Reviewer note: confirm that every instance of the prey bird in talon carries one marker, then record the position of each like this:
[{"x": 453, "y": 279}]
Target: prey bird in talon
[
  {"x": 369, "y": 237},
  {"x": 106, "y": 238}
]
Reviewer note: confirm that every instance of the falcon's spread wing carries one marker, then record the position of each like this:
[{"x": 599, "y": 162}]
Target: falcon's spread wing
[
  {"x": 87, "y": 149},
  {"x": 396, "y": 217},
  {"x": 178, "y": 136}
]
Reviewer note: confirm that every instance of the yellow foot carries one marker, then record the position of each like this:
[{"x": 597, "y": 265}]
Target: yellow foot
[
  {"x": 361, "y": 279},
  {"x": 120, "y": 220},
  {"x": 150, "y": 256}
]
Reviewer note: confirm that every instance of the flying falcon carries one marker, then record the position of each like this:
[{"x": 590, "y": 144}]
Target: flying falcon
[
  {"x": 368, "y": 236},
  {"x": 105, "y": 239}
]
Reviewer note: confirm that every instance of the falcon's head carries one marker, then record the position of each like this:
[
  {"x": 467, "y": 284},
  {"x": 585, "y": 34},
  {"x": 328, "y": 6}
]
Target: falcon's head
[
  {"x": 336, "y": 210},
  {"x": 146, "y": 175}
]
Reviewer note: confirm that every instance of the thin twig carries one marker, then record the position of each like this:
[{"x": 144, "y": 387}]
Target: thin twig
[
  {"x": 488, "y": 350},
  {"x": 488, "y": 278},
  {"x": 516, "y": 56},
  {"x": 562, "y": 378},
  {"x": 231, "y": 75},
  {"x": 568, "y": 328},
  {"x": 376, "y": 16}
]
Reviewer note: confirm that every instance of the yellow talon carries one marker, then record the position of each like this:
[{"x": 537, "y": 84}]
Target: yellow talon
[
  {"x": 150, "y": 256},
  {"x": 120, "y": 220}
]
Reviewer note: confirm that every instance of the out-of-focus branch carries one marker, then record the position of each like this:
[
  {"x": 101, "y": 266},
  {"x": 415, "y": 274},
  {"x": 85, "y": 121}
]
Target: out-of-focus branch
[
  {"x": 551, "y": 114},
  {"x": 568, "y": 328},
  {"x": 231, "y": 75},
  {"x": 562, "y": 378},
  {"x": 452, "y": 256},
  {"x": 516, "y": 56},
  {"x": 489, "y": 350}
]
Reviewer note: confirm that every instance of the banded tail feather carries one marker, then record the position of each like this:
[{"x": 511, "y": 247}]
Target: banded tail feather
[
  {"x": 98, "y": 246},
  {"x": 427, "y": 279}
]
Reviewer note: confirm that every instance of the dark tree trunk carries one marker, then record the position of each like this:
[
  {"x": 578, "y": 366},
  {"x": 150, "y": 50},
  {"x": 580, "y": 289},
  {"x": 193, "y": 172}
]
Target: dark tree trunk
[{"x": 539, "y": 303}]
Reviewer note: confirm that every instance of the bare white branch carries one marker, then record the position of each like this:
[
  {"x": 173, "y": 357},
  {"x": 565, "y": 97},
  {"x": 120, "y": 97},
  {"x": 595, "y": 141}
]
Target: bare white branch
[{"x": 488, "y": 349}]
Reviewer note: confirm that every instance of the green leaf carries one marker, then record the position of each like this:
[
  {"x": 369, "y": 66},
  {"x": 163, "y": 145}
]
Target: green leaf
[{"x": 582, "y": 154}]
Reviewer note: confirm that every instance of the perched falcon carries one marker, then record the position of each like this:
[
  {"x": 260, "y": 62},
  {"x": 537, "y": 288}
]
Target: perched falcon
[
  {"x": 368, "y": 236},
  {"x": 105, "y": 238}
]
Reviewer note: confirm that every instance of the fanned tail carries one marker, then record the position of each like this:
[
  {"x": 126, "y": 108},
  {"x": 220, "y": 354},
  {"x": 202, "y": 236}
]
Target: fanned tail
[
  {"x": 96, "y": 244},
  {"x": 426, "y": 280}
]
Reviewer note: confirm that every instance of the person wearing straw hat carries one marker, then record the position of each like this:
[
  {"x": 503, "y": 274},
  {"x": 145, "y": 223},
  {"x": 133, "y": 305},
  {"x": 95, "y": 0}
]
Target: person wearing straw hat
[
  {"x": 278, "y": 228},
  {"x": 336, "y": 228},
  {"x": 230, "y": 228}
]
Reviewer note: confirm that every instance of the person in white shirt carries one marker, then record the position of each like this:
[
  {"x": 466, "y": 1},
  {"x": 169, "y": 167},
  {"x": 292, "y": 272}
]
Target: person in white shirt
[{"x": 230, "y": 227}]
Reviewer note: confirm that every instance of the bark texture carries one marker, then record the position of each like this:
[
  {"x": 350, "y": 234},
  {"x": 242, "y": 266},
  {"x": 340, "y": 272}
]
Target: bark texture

§ **What the task asks**:
Rewrite the rows, requests included, starting at the line that contains "Reviewer note: confirm that every instance of the perched" and continuing through the end of the rows. Multiply every x and y coordinate in the answers by 0.35 and round to whole numbers, with halves rounding up, but leave the numbers in the requests and their format samples unchanged.

§ **Response below**:
Reviewer note: confirm that every instance of the perched falcon carries one marker, then record the position of each like this:
[
  {"x": 260, "y": 62},
  {"x": 537, "y": 288}
]
Target: perched falcon
[
  {"x": 129, "y": 83},
  {"x": 37, "y": 83}
]
Reviewer note: confirm that every instance of the fanned tail carries one marker, then record the position of each like this:
[
  {"x": 126, "y": 108},
  {"x": 220, "y": 354},
  {"x": 202, "y": 236}
]
Target: fanned tail
[
  {"x": 34, "y": 85},
  {"x": 149, "y": 98}
]
Reviewer note: confirm that every instance of the person wearing straw hat carries one marker, then record the position of each like this:
[
  {"x": 503, "y": 274},
  {"x": 145, "y": 223},
  {"x": 133, "y": 305},
  {"x": 95, "y": 0}
]
Target: person wearing straw hat
[
  {"x": 97, "y": 80},
  {"x": 118, "y": 80},
  {"x": 81, "y": 80}
]
Reviewer note: confirm that every instance of the person in white shirt carries one marker, then record the position of each like this:
[
  {"x": 466, "y": 1},
  {"x": 169, "y": 167},
  {"x": 292, "y": 272}
]
Target: person in white shirt
[{"x": 81, "y": 79}]
Reviewer note: confirm that every instance of the bark texture carries one marker, then record the position of each like this:
[
  {"x": 350, "y": 234},
  {"x": 242, "y": 266},
  {"x": 340, "y": 272}
]
Target: bark texture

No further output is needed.